— START OF DATA TO USE —
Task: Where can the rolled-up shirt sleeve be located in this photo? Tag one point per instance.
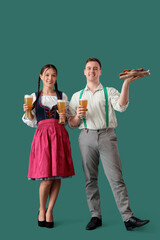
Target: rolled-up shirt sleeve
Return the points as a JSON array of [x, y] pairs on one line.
[[31, 123], [114, 98]]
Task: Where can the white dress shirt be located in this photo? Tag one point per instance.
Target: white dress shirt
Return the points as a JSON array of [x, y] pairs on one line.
[[48, 101], [96, 114]]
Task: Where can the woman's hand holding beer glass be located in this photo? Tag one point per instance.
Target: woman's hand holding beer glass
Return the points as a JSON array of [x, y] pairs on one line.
[[82, 109], [61, 104], [27, 106]]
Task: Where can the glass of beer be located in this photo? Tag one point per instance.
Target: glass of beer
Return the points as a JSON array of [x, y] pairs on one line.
[[83, 102], [61, 104], [28, 100]]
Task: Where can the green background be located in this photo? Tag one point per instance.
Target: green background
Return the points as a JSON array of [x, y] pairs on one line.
[[122, 34]]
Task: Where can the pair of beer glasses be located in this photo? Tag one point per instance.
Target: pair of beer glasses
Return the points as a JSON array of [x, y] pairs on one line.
[[61, 104]]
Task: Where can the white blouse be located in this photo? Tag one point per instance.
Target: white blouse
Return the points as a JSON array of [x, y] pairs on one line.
[[48, 101]]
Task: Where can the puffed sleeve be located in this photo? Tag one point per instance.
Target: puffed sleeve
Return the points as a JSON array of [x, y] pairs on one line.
[[114, 95], [31, 123]]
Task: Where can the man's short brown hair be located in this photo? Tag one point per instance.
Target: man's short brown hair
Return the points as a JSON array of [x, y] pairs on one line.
[[94, 60]]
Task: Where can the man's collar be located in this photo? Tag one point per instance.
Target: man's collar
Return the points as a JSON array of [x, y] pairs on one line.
[[100, 87]]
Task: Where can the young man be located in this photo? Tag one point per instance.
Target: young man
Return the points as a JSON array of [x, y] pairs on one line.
[[98, 139]]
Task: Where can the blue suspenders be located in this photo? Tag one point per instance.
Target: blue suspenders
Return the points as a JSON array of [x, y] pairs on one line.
[[106, 97]]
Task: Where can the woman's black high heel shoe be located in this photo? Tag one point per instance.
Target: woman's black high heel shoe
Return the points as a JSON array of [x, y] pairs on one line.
[[49, 224], [41, 223]]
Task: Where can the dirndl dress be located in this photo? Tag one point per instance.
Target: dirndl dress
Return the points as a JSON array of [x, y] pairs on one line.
[[50, 155]]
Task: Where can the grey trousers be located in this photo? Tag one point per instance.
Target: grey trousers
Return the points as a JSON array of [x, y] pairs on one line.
[[103, 143]]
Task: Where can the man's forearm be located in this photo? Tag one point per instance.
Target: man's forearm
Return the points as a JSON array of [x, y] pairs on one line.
[[124, 96], [75, 121]]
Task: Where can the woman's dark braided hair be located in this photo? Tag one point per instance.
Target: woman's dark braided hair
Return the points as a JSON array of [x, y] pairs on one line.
[[39, 80]]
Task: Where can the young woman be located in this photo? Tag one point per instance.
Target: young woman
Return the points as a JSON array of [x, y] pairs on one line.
[[50, 157]]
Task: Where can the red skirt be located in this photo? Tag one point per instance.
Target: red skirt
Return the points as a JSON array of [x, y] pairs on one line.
[[50, 151]]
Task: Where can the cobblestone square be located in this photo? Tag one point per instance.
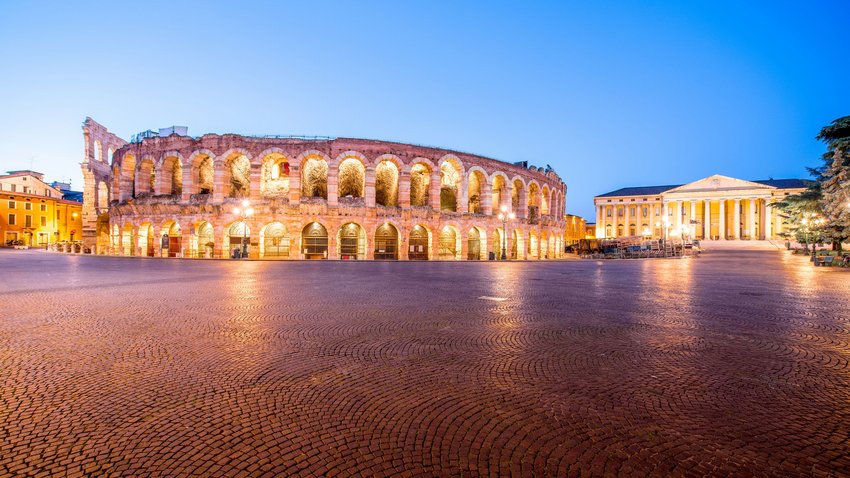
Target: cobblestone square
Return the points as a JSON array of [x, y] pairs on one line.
[[733, 363]]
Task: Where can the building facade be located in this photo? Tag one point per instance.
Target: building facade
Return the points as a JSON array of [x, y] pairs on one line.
[[714, 208], [34, 213], [312, 198]]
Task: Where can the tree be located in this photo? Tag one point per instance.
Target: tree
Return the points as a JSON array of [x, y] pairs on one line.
[[834, 180]]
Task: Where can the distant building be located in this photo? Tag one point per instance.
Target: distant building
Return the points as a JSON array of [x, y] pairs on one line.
[[35, 213], [717, 207]]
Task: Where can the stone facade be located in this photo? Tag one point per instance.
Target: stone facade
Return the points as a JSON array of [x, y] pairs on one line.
[[334, 198]]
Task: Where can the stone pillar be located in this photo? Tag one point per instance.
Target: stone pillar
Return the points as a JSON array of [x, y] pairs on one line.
[[404, 189], [333, 184], [294, 185], [434, 190], [751, 219], [736, 217]]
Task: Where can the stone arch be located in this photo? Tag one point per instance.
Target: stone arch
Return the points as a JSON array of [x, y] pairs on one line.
[[237, 173], [274, 172], [314, 241], [476, 183], [419, 243], [128, 177], [387, 239], [387, 172], [274, 240], [171, 174], [420, 181], [146, 177], [476, 244], [314, 176], [450, 184], [351, 175], [202, 175], [351, 241], [449, 246]]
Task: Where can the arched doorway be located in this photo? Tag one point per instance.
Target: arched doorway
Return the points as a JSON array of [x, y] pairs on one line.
— END OF DATA TO USE —
▸ DIRECTION: Put every line of the rows above into a numbered list. Skip blank lines and leave the pictures out.

▸ REPLY TO THE EXERCISE:
1. Task: Where can the rolled-up shirt sleeve be located in this photo? Tag one point per instance.
2. Target: rolled-up shirt sleeve
3. Return the points as a JSON array of [x, y] pairs on one line.
4. [[31, 123], [114, 98]]
5. Task: Where can the white dress shirt be located in this photo? Tag one point per instance.
6. Target: white dress shirt
7. Return the points as a JSON array of [x, y] pairs on one line.
8. [[48, 101], [96, 114]]
9. Task: Where can the woman's hand holding beer glass be located in this photo? Tag one point per instance.
10. Target: woman's hand holding beer glass
11. Return the points as a JSON array of [x, y] pairs on one line.
12. [[82, 109], [61, 104], [27, 106]]
13. Task: Where can the glass of beer be located in this photo? Tag one point per instance.
14. Target: glass of beer
15. Return the points as a JSON array of [x, y] pairs on one line.
16. [[83, 102], [61, 104], [28, 100]]
17. Task: Where can the green background be located in this photo? Tag one point per instance.
18. Target: green background
19. Return the points as a JSON array of [x, y] pairs on one line.
20. [[122, 34]]
21. Task: Where can the pair of beer glasses be located in this photo? Tag one point per instance.
22. Target: pair of beer glasses
23. Return the points as a JSON array of [x, y] pairs on one line.
24. [[61, 104]]
25. Task: Where can the white blouse be located in this photo? Tag one point per instance.
26. Target: white blouse
27. Return the points as a JSON array of [x, y] pairs on one line.
28. [[48, 101]]
29. Task: Where can the puffed sleeve be located in this photo? Tag one point per instance.
30. Target: puffed sleeve
31. Return the points as a JSON array of [x, y] pairs on one line.
32. [[114, 95], [31, 123]]
33. Task: Where can the man's short brown hair be located in this photo? Tag one point per instance.
34. Target: man's short brown hair
35. Return the points as a JSON array of [x, y] pairs on one line.
36. [[94, 60]]
37. Task: Where can the man's collar be located in this photo? Tag one point per instance.
38. Target: man's collar
39. Return the points as a JSON array of [x, y] pairs on one line.
40. [[100, 87]]
41. Task: Where can the young man be located in this photo? Tag one point per instance.
42. Target: young man
43. Return the points as a JSON array of [x, y] pairs on one line.
44. [[98, 139]]
45. Task: Where can the blue suspenders be located in this photo? Tag one point per instance.
46. Target: blue suspenders
47. Return the points as a JSON array of [x, y] pairs on one line.
48. [[106, 97]]
49. Task: Where can the woman's black high heel shoe be located in this photo? Tag one point per instance.
50. Target: woman's black high heel shoe
51. Return the points as a JSON array of [x, y] pairs on one line.
52. [[49, 224], [41, 223]]
53. Task: Where can the dirndl dress be located in this photo? Tag one point per instance.
54. Target: dirndl dress
55. Return the points as a JSON array of [x, y] pairs on one line.
56. [[50, 155]]
57. Task: Where can the grey trousers be located in this photo? Tag one point per instance.
58. Target: grey trousers
59. Return the points as a JSON array of [x, y] pairs on one line.
60. [[103, 143]]
61. Task: Where can the man's forearm be located in this photo? Tag one point per instance.
62. Target: man's forearm
63. Return the points as a JSON array of [x, y] pairs on one line.
64. [[124, 96], [75, 121]]
65. Task: Where can the woman's dark braided hair be located in this photo? Tag one point per instance.
66. Target: woman's dark braided hair
67. Return the points as a JSON array of [x, y] pairs on one line.
68. [[39, 80]]
69. Task: Where can the young woman be located in this photo? Tag one point per instance.
70. Target: young woman
71. Return the points as a JSON array of [x, y] pairs on one line.
72. [[50, 157]]
73. Task: Where can the red skirt be located in this photo? Tag one point per instance.
74. Target: red skirt
75. Return the points as a JSON array of [x, y] pairs on one line.
76. [[50, 151]]
77. Task: Where can the cobblestone square be located in this photo? Tag one point per instance.
78. Target: cobblestone square
79. Return the points as a JSON array of [x, y] pairs on one line.
80. [[733, 363]]
81. Task: Where can the building facade be located in this photo? Tag one point per instance.
82. Target: building facade
83. Return the points as a JSON array of [x, y] pairs on one line.
84. [[714, 208], [34, 213], [312, 198]]
85. Task: Where can the tree be located in this photo? Tag one point per instance.
86. Target: tree
87. Return the points as a JSON array of [x, y] pairs on one line.
88. [[834, 180]]
89. Task: Where can the distant building be located in this photo? Tag one point per instance.
90. Target: distant building
91. Return the points as a JSON array of [x, y] pairs on one line.
92. [[35, 213], [717, 207]]
93. Task: Where can the stone facade be located in this photo? Tag one point per instance.
94. Target: stone facade
95. Return the points as a JSON array of [x, y] pairs on one line.
96. [[334, 198]]
97. Task: Where can the stone pillar be located in this photo? Tag one point per instance.
98. Target: stone pillar
99. Return the points as a JSON array of [x, y] pairs on one line.
100. [[404, 189], [333, 184], [294, 185], [434, 190], [751, 219], [736, 217]]
101. Task: Where can the stone arch be located in this photo? Tag one point per instance.
102. Target: stone arch
103. Return the points as a JSON array of [x, y] pairs on one line.
104. [[237, 173], [274, 172], [314, 241], [476, 183], [419, 243], [128, 177], [387, 239], [387, 172], [274, 240], [171, 174], [420, 181], [146, 177], [476, 244], [314, 176], [450, 184], [351, 175], [202, 175], [351, 241], [449, 246]]
105. Task: Where can the arched doorway be located in this photo? Tag one point per instance.
106. Target: arched doorway
107. Return the points as a JSON array of [x, y] pairs on one line.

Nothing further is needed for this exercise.